### Material for this task
--------------------------------------------------
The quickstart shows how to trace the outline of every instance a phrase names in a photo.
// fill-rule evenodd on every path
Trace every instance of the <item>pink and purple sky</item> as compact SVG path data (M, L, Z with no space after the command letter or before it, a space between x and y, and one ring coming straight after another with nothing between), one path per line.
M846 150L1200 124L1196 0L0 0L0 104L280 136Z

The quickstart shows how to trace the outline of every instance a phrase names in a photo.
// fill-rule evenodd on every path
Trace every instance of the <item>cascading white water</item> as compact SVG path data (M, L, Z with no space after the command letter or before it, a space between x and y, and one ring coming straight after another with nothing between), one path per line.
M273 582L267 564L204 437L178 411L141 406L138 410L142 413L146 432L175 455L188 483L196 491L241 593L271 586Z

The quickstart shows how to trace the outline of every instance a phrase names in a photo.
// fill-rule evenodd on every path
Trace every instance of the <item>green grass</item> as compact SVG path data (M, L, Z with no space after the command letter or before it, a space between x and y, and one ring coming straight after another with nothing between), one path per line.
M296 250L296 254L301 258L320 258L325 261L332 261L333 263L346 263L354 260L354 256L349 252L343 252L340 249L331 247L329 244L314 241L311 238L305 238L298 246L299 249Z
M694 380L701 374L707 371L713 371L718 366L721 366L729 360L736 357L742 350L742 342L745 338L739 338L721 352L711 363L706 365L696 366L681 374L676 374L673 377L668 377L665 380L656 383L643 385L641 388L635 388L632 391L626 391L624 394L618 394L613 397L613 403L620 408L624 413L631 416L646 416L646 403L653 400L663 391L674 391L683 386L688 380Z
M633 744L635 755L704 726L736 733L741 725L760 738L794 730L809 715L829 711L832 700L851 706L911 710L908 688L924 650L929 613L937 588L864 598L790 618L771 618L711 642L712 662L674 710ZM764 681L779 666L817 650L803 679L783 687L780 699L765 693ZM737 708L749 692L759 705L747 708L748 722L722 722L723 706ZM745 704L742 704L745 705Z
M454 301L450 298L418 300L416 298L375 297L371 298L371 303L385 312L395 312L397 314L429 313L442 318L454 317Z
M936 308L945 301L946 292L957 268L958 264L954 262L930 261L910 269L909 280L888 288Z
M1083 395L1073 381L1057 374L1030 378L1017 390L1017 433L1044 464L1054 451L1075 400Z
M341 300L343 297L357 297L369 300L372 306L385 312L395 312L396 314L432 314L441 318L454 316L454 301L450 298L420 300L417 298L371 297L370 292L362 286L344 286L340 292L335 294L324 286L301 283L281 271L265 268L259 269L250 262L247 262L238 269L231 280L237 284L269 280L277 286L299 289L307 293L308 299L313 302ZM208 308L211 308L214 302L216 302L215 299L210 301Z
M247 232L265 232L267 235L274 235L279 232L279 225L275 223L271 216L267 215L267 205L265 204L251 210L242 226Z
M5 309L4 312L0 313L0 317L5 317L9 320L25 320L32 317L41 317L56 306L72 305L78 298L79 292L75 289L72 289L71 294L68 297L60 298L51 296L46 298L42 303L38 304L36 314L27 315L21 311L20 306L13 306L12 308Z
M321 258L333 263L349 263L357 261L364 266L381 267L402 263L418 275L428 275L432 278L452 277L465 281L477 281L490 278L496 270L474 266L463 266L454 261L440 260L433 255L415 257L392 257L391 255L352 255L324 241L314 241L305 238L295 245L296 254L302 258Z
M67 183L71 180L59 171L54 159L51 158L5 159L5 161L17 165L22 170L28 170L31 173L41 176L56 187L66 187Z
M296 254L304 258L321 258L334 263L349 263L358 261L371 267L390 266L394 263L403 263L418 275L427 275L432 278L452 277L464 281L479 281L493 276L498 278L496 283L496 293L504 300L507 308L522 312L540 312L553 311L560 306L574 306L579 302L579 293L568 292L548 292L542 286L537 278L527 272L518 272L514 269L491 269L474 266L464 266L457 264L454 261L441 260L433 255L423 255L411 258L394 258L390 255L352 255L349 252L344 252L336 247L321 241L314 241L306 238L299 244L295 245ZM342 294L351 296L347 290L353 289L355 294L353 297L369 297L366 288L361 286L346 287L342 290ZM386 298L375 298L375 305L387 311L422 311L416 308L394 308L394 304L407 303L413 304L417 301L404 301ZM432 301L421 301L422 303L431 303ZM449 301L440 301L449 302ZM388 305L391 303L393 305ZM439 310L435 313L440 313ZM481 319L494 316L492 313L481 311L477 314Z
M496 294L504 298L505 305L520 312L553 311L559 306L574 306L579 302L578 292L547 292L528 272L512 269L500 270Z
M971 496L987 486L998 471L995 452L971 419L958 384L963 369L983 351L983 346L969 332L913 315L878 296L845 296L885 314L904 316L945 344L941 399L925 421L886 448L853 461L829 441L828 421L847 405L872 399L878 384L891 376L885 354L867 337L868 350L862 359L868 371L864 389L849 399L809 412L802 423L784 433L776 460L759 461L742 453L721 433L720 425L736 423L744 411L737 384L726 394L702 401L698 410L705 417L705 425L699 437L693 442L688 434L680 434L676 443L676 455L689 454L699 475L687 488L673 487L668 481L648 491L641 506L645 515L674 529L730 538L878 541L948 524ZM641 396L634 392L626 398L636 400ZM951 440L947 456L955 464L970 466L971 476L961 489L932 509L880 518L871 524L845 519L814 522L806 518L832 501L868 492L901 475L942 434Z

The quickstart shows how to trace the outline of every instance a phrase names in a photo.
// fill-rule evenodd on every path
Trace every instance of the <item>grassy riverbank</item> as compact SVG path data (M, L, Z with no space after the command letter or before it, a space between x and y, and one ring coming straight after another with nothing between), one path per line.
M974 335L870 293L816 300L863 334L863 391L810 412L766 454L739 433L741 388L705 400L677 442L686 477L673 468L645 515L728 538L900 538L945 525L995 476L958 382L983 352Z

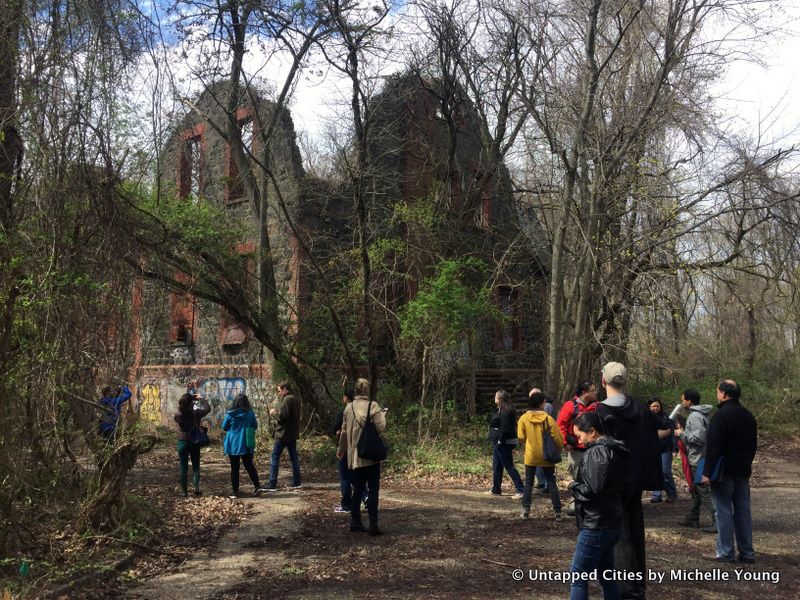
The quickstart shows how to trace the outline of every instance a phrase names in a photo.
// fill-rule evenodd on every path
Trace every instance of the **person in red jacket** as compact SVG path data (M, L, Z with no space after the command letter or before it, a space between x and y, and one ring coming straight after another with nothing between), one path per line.
M567 470L574 480L578 474L578 465L586 447L575 437L572 424L575 418L586 412L594 412L597 408L597 387L591 381L582 381L575 388L575 395L564 402L558 413L558 428L564 439L564 450L567 451ZM566 510L568 515L575 514L575 503L570 503Z

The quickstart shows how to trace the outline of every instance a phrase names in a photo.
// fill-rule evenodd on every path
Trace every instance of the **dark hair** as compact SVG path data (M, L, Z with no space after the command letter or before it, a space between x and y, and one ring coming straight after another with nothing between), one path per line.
--------------------------------------------------
### What the exercise asks
Each record must be quoted in full and exactly. Do not include the pictures.

### Exercise solution
The quickstart shows how to trace the outline of every instance a phrase names in a photo.
// fill-rule evenodd on every path
Trace every instance of the <item>pink and purple sky</item> as compact SVG path data (M, L, Z with no space after the command letter or before it, a space between x and y, and one ring coming straight after another with nothing between), one path per line.
M846 150L1200 124L1196 0L0 0L0 104L280 136Z

The quickstart shows how to trace the outline of every instance a phrase names in a photo.
// fill-rule evenodd on every path
Trace every instance of the <item>cascading white water</item> as compact SVG path data (M, L, Z with no space after the command letter or before it, a space between x and y, and one ring coming straight after another with nothing between), one path per line.
M273 582L267 564L204 437L178 411L141 406L138 410L142 413L146 432L175 455L188 483L196 491L241 593L271 586Z

The quickstart shows how to trace the outline of every instance a phrase names in a photo.
// fill-rule evenodd on every path
Trace every instance of the <item>green grass</item> as compact SVG path data (M, L, Z with no space after the command letter or before it, a space between x and y, and one ring coming straight after another with nothing between), one path per line.
M296 250L296 254L301 258L320 258L325 261L332 261L333 263L346 263L354 260L354 256L349 252L343 252L340 249L331 247L329 244L314 241L311 238L305 238L298 246L299 249Z
M694 380L701 374L707 371L713 371L718 366L721 366L729 360L736 357L742 350L742 342L745 338L739 338L721 352L711 363L706 365L696 366L681 374L676 374L673 377L668 377L665 380L656 383L643 385L641 388L635 388L632 391L626 391L624 394L618 394L613 397L613 403L620 408L624 413L631 416L646 416L646 403L653 400L663 391L674 391L683 386L688 380Z
M633 744L635 755L704 726L736 733L741 725L760 738L794 730L809 715L829 711L832 700L851 706L911 710L908 688L924 650L929 613L937 588L864 598L790 618L771 618L711 642L712 662L674 710ZM764 681L779 666L817 650L803 679L783 687L780 699L765 693ZM737 708L749 692L759 705L747 708L748 722L722 722L723 706ZM745 704L742 704L745 705Z
M454 301L450 298L418 300L416 298L375 297L371 298L371 303L385 312L395 312L397 314L429 313L442 318L454 317Z
M936 308L945 301L946 292L957 268L958 264L954 262L930 261L910 269L909 280L888 288Z
M1083 395L1073 381L1057 374L1030 378L1017 390L1017 433L1044 464L1054 451L1075 400Z
M341 300L343 297L357 297L369 300L372 306L385 312L395 312L396 314L432 314L441 318L454 316L454 301L450 298L420 300L417 298L371 297L370 292L362 286L344 286L340 292L335 294L324 286L301 283L281 271L265 268L259 269L250 262L247 262L238 269L231 280L237 284L269 280L277 286L299 289L307 293L308 299L313 302ZM208 308L211 308L214 302L216 302L215 299L210 301Z
M247 232L265 232L267 235L274 235L279 232L279 225L275 223L271 216L267 215L267 205L265 204L251 210L242 226Z
M5 309L4 312L0 313L0 317L5 317L9 320L25 320L32 317L41 317L56 306L72 305L78 298L79 292L75 289L72 289L71 294L68 297L60 298L51 296L46 298L42 303L38 304L36 314L27 315L21 311L20 306L13 306L12 308Z
M321 258L333 263L349 263L357 261L364 266L381 267L402 263L418 275L428 275L432 278L452 277L465 281L477 281L490 278L496 270L474 266L463 266L454 261L440 260L433 255L415 257L392 257L391 255L352 255L324 241L314 241L305 238L295 245L296 254L302 258Z
M67 183L71 180L59 171L54 159L51 158L5 159L5 161L17 165L22 170L28 170L31 173L41 176L56 187L66 187Z
M296 254L304 258L321 258L334 263L349 263L358 261L371 267L390 266L394 263L403 263L418 275L427 275L432 278L452 277L464 281L479 281L493 276L498 278L496 283L496 293L504 300L507 308L522 312L540 312L553 311L560 306L574 306L579 302L579 293L568 292L548 292L542 286L537 278L527 272L518 272L514 269L491 269L474 266L464 266L457 264L454 261L441 260L433 255L423 255L411 258L394 258L390 255L352 255L349 252L344 252L336 247L321 241L314 241L306 238L299 244L295 245ZM342 294L351 296L347 290L353 289L355 294L353 297L369 297L366 288L361 286L346 287L342 290ZM386 298L375 298L375 305L387 311L422 311L416 308L394 308L394 304L407 303L413 304L417 301L404 301ZM432 301L421 301L422 303L431 303ZM449 301L440 301L449 302ZM388 305L391 303L393 305ZM439 310L435 313L440 313ZM481 319L494 316L492 313L481 311L477 314Z
M496 294L504 298L505 305L520 312L553 311L559 306L574 306L579 302L578 292L547 292L528 272L512 269L500 270Z
M971 496L987 486L998 471L995 452L971 419L958 384L963 369L983 351L983 346L969 332L913 315L878 296L845 296L885 314L904 316L945 344L941 399L925 421L886 448L853 461L829 441L828 421L847 405L872 399L878 384L891 376L885 354L867 337L868 350L862 359L868 371L864 389L849 399L809 412L802 423L784 433L776 460L759 461L742 453L721 433L720 425L736 423L744 411L737 384L726 394L702 401L698 410L705 417L705 425L699 437L693 442L688 434L680 434L676 443L676 455L689 454L699 475L687 488L673 487L668 481L648 491L641 506L645 515L674 529L730 538L878 541L948 524ZM641 396L634 392L626 398L636 400ZM951 440L947 456L955 464L970 466L971 476L961 489L932 509L880 518L871 524L845 519L814 522L806 518L832 501L868 492L901 475L942 434Z

The quickstart shows how to trace the outline of every instance a phrase names in a photo.
// fill-rule evenodd on every path
Trace every instance of the <item>grassy riverbank</item> as compact SVG path data (M, L, Z with no space after the command letter or before it, a space between x and y, and one ring coming straight after another with nothing between), one path per line.
M974 335L870 293L816 300L863 334L863 391L810 412L766 454L739 433L741 388L705 400L677 442L686 477L673 468L645 515L728 538L900 538L945 525L995 476L958 382L983 352Z

The quickstart shows how to trace the outline of every instance a phrase names in a photo.
// fill-rule evenodd on every path
Trace every instance of the **person in red jacket** as compact SVG path data (M, L, Z with no space after the command letter or before it, a space between x and y, and one ring coming straight after another with nothing between), one path per line.
M567 470L574 480L578 474L578 465L586 447L575 437L572 424L575 418L586 412L594 412L597 408L597 387L591 381L582 381L575 388L575 395L564 402L558 413L558 428L564 439L564 450L567 451ZM566 510L568 515L575 514L575 503L570 503Z

The quickstart shows how to trace the outline of every instance a phrase names in a photo.
// fill-rule evenodd on every path
Trace every instance of the **dark hair** as compact SVG path data (M, L, Z with no space after the command letter or before it, a space between x and y, and one ring coming straight after another with nothing between), one path per line.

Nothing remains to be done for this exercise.